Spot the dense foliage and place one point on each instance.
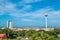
(31, 34)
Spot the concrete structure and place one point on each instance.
(9, 24)
(37, 29)
(46, 21)
(2, 36)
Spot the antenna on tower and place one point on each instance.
(9, 24)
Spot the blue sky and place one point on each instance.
(30, 13)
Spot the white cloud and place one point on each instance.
(31, 1)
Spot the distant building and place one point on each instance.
(2, 36)
(9, 24)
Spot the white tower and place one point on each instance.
(9, 24)
(46, 21)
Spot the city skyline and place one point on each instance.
(30, 12)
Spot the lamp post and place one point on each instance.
(46, 21)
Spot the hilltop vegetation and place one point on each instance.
(31, 34)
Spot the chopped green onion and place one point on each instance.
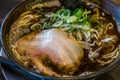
(58, 23)
(63, 13)
(71, 19)
(78, 12)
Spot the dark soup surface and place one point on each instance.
(55, 41)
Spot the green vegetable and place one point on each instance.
(71, 19)
(78, 12)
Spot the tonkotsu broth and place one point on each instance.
(94, 29)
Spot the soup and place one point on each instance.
(52, 40)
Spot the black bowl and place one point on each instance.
(14, 14)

==*==

### Task details
Could you update all the records above by replacing "Spot" with "Locate" and leaving everything else unchanged? Leave the pictures out of your answer.

### Output for this exercise
Locate the dense foliage and place one point on each instance.
(31, 34)
Locate the concrete structure and place one point on each instance.
(9, 24)
(37, 29)
(46, 21)
(2, 36)
Locate the antenna on tower and place one point on each instance.
(9, 24)
Locate the blue sky and place one point on each instance.
(30, 13)
Locate the white cloud and place one point on each instance.
(31, 1)
Locate the distant building and place one point on each instance.
(2, 36)
(9, 24)
Locate the white tower and place one point on each instance.
(9, 24)
(46, 21)
Locate the city skyline and place one point on each instance.
(30, 12)
Locate the lamp post and place one point on each instance.
(46, 21)
Locate the hilltop vegetation and place one point on each instance.
(31, 34)
Locate the chopped green onion and place one point on each instance.
(58, 23)
(63, 13)
(71, 19)
(78, 12)
Locate the dark soup surface and place one point on each instance.
(55, 41)
Locate the green vegetable and place one point on each instance.
(71, 19)
(78, 12)
Locate the tonkotsu broth and place one point on each instance.
(94, 29)
Locate the soup and place one point on each instance.
(52, 40)
Locate the black bowl and place one point on each instance.
(14, 14)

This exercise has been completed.